Exercise text:

________________

I've had one of those reading weeks full of connections. If you'll indulge me, I'll take you on a brief tour (all articles linked).
Two pieces by consulting colleagues really grabbed me. In their Independent School magazine piece, "How Schools Talk About and Notice School Culture," Carla Silver and Greg Bamford describe how schools can mischaracterize their cultures, often deluding even themselves, turning convenient or anachronistic narratives into living fictions. Their potential to paint over the exclusivity on which our schools are founded, Bamford and Silver contend, is one important reason why schools fall into these false narratives.

________________

Tasks for this exercise:
A. Decide whether each statement agrees with the school-culture passage: (i) the writer was struck by three pieces by consulting colleagues; (ii) the writer says all the articles mentioned are linked; (iii) Silver and Bamford's piece appeared in Independent School magazine. Answer yes or no for each and quote the deciding words.
B. Write the next part of the school-culture passage, picking up after its final sentence.
The lines that follow the text are not needed for this work.

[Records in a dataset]

________________

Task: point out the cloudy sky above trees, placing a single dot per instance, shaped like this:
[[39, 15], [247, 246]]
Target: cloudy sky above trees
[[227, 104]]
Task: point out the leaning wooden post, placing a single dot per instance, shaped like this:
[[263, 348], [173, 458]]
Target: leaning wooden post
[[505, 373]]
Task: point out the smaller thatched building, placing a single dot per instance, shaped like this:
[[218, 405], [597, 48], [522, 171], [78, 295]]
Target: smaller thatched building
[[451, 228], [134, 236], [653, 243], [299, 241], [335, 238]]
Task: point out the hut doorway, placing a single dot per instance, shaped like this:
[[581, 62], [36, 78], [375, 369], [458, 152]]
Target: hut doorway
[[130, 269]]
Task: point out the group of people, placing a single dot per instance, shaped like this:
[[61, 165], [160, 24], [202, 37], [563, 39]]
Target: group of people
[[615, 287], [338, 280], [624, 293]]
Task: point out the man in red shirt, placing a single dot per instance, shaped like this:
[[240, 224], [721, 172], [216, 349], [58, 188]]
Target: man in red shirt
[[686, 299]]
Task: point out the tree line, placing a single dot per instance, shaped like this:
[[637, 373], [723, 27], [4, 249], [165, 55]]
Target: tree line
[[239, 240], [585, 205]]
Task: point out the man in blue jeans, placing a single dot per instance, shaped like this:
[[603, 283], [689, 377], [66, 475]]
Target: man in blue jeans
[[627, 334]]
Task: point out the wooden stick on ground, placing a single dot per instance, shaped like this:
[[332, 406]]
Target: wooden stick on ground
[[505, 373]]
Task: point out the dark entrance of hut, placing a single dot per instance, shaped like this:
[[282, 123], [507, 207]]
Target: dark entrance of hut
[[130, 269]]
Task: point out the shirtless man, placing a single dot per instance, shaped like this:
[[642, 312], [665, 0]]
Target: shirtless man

________________

Answers for each item:
A.
(i) No: "Two pieces by consulting colleagues really grabbed me."
(ii) Yes: "all articles linked"
(iii) Yes: "In their Independent School magazine piece"

B.
Consultant Jill Goodman writes frequently about the elements of school life that affect retention. "Failure to live up to brand promise," she notes, that is, when new families discover that the school's self-described "warm and caring" school culture is, in fact, cold and exclusionary, is one of the most dangerous kinds of broken promises. In her February blog post, "Community is Not Easy," Goodman compares independent schools to American utopian communities. In the origin of every school's history, she writes, "The vision is created by a small group of parents or educators to find a new or different way to educate children." Like the adherents of utopian communities, families gravitate to our various missions and self-select into our schools. But to what extent, Goodman asks, can a school maintain its mission, adapting it for the times without eroding the original relevancy, and how can we avoid the succession disasters, ideological conflicts and prejudice that characterized the doomed utopian communities that litter American history.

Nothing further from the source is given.